__Exercise__. Reproduce every one of the records below verbatim, leaving out the pictures.
****************************************
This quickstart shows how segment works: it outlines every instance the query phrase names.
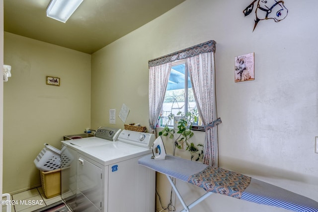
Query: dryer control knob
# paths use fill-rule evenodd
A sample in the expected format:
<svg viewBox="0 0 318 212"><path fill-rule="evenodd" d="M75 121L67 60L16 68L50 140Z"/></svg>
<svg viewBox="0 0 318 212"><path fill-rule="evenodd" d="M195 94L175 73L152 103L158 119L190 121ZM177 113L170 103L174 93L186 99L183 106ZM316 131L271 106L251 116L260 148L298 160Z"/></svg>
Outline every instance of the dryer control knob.
<svg viewBox="0 0 318 212"><path fill-rule="evenodd" d="M144 141L145 138L146 138L146 136L145 135L141 135L139 137L139 141Z"/></svg>

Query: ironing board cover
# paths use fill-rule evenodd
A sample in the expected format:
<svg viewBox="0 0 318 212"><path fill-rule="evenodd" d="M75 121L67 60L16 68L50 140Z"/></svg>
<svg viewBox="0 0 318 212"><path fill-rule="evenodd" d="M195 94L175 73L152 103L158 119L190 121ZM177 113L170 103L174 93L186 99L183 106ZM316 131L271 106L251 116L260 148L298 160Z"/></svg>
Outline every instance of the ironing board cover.
<svg viewBox="0 0 318 212"><path fill-rule="evenodd" d="M165 160L155 160L147 155L139 159L138 163L187 182L191 176L198 175L209 167L207 165L168 155L166 155ZM217 173L216 174L217 175ZM210 179L211 180L212 178ZM317 202L253 178L250 178L250 182L240 194L240 199L293 212L318 212Z"/></svg>

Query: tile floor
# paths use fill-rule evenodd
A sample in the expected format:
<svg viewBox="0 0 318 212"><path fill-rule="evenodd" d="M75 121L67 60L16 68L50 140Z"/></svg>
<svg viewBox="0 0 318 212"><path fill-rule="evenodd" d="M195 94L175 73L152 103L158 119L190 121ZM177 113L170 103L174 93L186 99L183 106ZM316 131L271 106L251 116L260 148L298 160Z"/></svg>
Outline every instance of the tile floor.
<svg viewBox="0 0 318 212"><path fill-rule="evenodd" d="M31 212L60 201L62 198L57 196L47 199L40 187L11 195L11 200L16 203L11 205L11 212ZM2 211L6 212L5 206L2 206Z"/></svg>

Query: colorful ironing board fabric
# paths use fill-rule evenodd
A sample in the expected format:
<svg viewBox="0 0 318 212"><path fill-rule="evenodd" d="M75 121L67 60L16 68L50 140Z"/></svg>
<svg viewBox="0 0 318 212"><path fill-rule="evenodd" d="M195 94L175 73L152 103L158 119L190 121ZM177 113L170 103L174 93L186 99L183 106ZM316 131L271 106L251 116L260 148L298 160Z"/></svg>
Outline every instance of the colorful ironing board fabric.
<svg viewBox="0 0 318 212"><path fill-rule="evenodd" d="M138 163L208 192L293 212L318 212L318 202L311 199L237 172L168 155L165 160L147 155Z"/></svg>

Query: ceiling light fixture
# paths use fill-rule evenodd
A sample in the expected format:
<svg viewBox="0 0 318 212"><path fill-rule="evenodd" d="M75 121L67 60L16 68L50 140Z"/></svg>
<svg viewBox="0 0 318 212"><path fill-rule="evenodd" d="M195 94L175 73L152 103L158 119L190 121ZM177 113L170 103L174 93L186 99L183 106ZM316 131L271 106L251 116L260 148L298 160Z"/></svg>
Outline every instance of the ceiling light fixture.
****************************************
__Answer below__.
This quickstart shows how segment works: it outlines every instance the query phrase names.
Query: dryer control knob
# paths use fill-rule evenodd
A sample in the expected format:
<svg viewBox="0 0 318 212"><path fill-rule="evenodd" d="M75 121L67 60L16 68L50 140Z"/></svg>
<svg viewBox="0 0 318 212"><path fill-rule="evenodd" d="M195 94L175 73L152 103L158 119L190 121ZM177 113L170 103L174 93L186 99L183 106ZM316 131L271 106L251 116L260 148L298 160Z"/></svg>
Outline every instance of the dryer control knob.
<svg viewBox="0 0 318 212"><path fill-rule="evenodd" d="M144 141L145 138L146 138L146 136L145 135L141 135L139 137L139 141Z"/></svg>

Query: ironing board cover
# paths use fill-rule evenodd
A sample in the expected format:
<svg viewBox="0 0 318 212"><path fill-rule="evenodd" d="M75 121L67 60L16 68L50 140Z"/></svg>
<svg viewBox="0 0 318 212"><path fill-rule="evenodd" d="M195 94L175 73L152 103L158 119L190 121ZM177 113L170 103L174 93L186 99L183 106ZM316 131L271 106L251 116L260 148L298 160Z"/></svg>
Outline every instance of the ironing board cover.
<svg viewBox="0 0 318 212"><path fill-rule="evenodd" d="M165 160L155 160L147 155L139 159L138 163L187 182L191 176L198 175L209 167L207 165L168 155L166 155ZM217 173L216 174L217 175ZM210 179L211 180L212 178ZM317 202L253 178L250 178L250 182L240 194L240 199L293 212L318 212Z"/></svg>

Query: tile floor
# paths use fill-rule evenodd
A sample in the expected format:
<svg viewBox="0 0 318 212"><path fill-rule="evenodd" d="M75 121L67 60L16 68L50 140Z"/></svg>
<svg viewBox="0 0 318 212"><path fill-rule="evenodd" d="M195 94L175 73L152 103L158 119L190 121ZM177 113L170 103L174 93L186 99L183 106ZM316 131L271 106L251 116L260 148L298 160Z"/></svg>
Outline every instance of the tile floor.
<svg viewBox="0 0 318 212"><path fill-rule="evenodd" d="M31 212L60 201L62 198L57 196L47 199L40 187L11 195L11 200L16 203L11 205L11 212ZM2 211L6 212L5 206L2 206Z"/></svg>

Query: colorful ironing board fabric
# paths use fill-rule evenodd
A sample in the expected format:
<svg viewBox="0 0 318 212"><path fill-rule="evenodd" d="M75 121L67 60L16 68L50 140Z"/></svg>
<svg viewBox="0 0 318 212"><path fill-rule="evenodd" d="M195 94L175 73L152 103L158 119L190 121ZM177 113L170 103L174 93L186 99L183 106ZM316 131L271 106L251 116L260 148L298 160Z"/></svg>
Outline every instance of the colorful ironing board fabric.
<svg viewBox="0 0 318 212"><path fill-rule="evenodd" d="M138 163L208 192L293 212L318 212L318 202L311 199L237 172L168 155L165 160L147 155Z"/></svg>

Query: ceiling light fixture
# paths use fill-rule evenodd
A sample in the expected format:
<svg viewBox="0 0 318 212"><path fill-rule="evenodd" d="M75 121L67 60L16 68L50 140Z"/></svg>
<svg viewBox="0 0 318 212"><path fill-rule="evenodd" d="M195 94L175 73L152 103L158 119L190 121ZM177 113L170 103L174 93L186 99L183 106ZM316 131L271 106L251 116L260 148L298 160Z"/></svg>
Outline every instance of the ceiling light fixture.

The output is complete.